--- START LISTED RECORDS ---

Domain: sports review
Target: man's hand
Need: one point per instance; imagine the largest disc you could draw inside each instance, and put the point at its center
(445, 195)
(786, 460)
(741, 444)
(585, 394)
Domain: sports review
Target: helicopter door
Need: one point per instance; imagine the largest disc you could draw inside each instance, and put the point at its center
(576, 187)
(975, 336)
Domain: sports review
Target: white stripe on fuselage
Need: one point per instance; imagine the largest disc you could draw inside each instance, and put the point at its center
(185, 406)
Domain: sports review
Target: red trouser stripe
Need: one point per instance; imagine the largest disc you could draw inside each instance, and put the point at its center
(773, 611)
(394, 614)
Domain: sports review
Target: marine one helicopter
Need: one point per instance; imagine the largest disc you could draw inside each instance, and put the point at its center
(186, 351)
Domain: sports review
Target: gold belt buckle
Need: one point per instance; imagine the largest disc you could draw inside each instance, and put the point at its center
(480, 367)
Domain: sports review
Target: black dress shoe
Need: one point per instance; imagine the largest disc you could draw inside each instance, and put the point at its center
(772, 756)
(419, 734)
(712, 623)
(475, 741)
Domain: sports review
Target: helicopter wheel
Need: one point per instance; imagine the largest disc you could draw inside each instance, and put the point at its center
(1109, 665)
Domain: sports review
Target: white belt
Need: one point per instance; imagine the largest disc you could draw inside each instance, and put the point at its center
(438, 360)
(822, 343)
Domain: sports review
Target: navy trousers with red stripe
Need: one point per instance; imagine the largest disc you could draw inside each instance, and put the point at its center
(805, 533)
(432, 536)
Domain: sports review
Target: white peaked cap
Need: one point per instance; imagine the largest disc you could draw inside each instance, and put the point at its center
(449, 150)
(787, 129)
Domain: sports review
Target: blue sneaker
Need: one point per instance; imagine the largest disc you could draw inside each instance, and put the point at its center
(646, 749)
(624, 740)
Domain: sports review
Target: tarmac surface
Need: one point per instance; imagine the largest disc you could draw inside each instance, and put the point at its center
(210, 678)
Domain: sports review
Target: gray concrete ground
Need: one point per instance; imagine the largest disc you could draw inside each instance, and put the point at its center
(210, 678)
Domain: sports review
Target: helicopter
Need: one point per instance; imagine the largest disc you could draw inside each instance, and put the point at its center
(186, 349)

--- END LISTED RECORDS ---

All of the material must be reproduced exactly.

RESPONSE TO THIS EXERCISE »
Domain: sports review
Target: man's hand
Need: one point per instance; imagine the largest disc you could draw inside each instance, and put the point at its center
(445, 195)
(786, 460)
(741, 444)
(585, 394)
Domain: sports review
Target: helicopter door
Need: one point per instance; imagine the largest disc you could draw inside each instance, and put the point at its center
(576, 187)
(975, 336)
Domain: sports review
Target: white stripe on fuselage
Need: one point per instance; imagine the largest disc you could draw inside each instance, and put the point at its center
(185, 406)
Domain: sports review
Target: red trouser stripe
Need: one point per instance; imagine the largest disc you could draw inside each instance, and put the point at its center
(773, 611)
(394, 614)
Domain: sports review
Target: marine one helicopter
Need: one point per instance; imagine the largest disc you could draw inside each instance, and put the point at its center
(186, 351)
Domain: sports review
Target: gold belt buckle
Need: one point per instance; imagine the largest disc you could draw inside each instance, and put the point at its center
(480, 367)
Domain: sports review
Target: black dress shoe
Need: one point per instance; imagine the largest disc you could draw inside each instance, and put the point at its center
(772, 756)
(419, 734)
(712, 623)
(475, 741)
Domain: sports review
Target: helicopter wheel
Need: one point per instance; imagine the largest disc you could draw inside each instance, and put the point at its center
(1109, 665)
Domain: sports review
Target: white belt
Need: one point per instance; imagine the largest disc you could draw inside each instance, and put the point at its center
(438, 360)
(822, 343)
Domain: sports review
Target: navy trousers with red stripe
Need: one point per instance; imagine the largest disc you could draw inside each instance, and put the point at its center
(805, 533)
(432, 536)
Domain: sports review
Target: white peaked cap
Need: one point per instance; imagine the largest disc you could draw inside each instance, and put the point at its center
(449, 150)
(787, 129)
Domain: sports review
Target: blue sneaker
Need: one point per instance; imagine the largest disc you could draw inside each instance, and put the point at its center
(646, 749)
(624, 740)
Domain: sports review
Target: tarmac surface
Need: one point per instance; imagine the largest disc you could draw inside each instance, and put the point at its center
(210, 678)
Domain: sports review
Target: gray concrete ground
Need: one point per instance; imagine the largest disc you could draw inside each instance, and put the point at its center
(210, 678)
Domain: sports review
Target: helicopter
Need: one point per instance; imagine the largest disc you could draw inside each instance, and put the point at its center
(186, 349)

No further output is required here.